● **Stated problem**
Write out precisely the lines beginning with the line that contains "the red floral" and ending with the last line of the entries, and no other lines.

● **Record list**
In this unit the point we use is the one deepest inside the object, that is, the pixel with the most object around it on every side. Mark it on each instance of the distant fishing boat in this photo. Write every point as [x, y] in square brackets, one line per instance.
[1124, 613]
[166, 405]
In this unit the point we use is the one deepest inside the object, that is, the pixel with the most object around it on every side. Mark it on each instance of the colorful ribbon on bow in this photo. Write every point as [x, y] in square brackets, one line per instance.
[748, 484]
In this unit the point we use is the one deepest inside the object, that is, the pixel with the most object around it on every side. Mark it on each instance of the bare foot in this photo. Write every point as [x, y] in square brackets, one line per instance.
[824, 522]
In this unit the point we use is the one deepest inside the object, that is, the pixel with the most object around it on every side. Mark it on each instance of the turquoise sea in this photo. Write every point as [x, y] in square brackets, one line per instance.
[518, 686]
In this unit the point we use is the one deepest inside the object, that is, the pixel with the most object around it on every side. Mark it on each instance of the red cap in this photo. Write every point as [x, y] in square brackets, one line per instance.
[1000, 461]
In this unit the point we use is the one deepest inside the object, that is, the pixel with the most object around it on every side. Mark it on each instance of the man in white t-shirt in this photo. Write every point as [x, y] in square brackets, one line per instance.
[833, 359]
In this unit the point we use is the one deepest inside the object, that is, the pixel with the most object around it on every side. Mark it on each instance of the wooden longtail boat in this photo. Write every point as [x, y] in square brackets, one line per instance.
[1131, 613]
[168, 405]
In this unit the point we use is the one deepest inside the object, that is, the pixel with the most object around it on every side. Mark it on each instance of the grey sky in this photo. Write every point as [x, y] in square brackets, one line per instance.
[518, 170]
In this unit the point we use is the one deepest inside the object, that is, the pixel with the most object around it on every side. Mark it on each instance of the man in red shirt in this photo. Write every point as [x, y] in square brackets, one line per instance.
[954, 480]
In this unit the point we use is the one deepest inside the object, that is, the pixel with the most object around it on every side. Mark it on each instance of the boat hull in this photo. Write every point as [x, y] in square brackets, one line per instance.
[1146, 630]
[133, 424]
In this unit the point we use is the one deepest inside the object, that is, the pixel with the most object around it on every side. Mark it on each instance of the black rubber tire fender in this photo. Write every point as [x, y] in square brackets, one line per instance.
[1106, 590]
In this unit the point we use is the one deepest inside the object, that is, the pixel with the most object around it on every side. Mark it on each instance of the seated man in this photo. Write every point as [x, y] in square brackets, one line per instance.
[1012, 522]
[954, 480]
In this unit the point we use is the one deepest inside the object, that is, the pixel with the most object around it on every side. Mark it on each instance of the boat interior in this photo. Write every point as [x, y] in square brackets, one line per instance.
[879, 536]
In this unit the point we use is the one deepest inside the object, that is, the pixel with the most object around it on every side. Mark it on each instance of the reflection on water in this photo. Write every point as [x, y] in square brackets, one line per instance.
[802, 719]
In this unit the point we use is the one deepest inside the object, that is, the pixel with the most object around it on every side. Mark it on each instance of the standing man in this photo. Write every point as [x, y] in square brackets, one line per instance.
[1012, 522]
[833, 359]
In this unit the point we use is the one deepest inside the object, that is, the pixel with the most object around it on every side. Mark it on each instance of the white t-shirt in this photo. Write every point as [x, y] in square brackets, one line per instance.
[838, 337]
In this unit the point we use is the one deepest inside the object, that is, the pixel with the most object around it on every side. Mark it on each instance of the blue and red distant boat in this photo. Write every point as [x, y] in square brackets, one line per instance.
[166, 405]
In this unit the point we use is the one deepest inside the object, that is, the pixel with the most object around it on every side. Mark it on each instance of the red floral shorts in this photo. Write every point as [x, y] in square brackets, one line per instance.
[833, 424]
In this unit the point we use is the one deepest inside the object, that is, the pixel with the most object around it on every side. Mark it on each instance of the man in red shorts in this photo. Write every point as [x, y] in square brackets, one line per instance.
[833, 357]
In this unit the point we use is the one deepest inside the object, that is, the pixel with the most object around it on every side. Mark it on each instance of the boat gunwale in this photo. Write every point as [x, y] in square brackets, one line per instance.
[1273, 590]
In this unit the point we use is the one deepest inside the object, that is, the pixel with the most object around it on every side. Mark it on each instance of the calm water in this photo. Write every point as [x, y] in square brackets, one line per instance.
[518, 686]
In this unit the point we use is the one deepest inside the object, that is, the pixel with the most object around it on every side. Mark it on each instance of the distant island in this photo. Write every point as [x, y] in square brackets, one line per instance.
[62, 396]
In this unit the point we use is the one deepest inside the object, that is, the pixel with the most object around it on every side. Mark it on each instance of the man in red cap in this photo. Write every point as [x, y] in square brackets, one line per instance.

● **Correct result**
In this unit the point we use is the one deepest inside the object, that is, the pixel with the most object around it on every side. Mark it on each instance of the red floral shorts in this photo. Write every point as [x, y] in square brackets, one line per instance.
[833, 424]
In this unit the point we use is the one deepest inside the object, that is, the pixel with the most object around it on every side. Mark it on each instance of the man in red shorts in this photo. Write every point as [x, y] in square brackets, one line per instance.
[833, 357]
In this unit the point we use is the one deepest inside the object, that is, the pixel with the most object around it on every side. Mark it on each instance of the boat gunwale in this photo. Write every point as [x, y] in square brackets, one line per instance.
[1273, 590]
In this unit the point we use is the one deepest inside the object, that is, the pixel with the most object around it on every side. Mark it on each instance of the calm water in this photo. Write every point as [x, y] in square brackets, one line per instance.
[518, 686]
In this unit the point we use is the one deepest inside the object, that is, the pixel with the most object around it on every side. Mark it on each instance of the distant island in this photo. Write every point as [x, y] in square brackets, one line per instance.
[62, 396]
In this unit the point we use is the one deepest inside the object, that is, the pixel with the most object around it on every side. Mark it on each instance of the man in red cap in this photo. Write every point as [x, y] in square brackets, one line per instance.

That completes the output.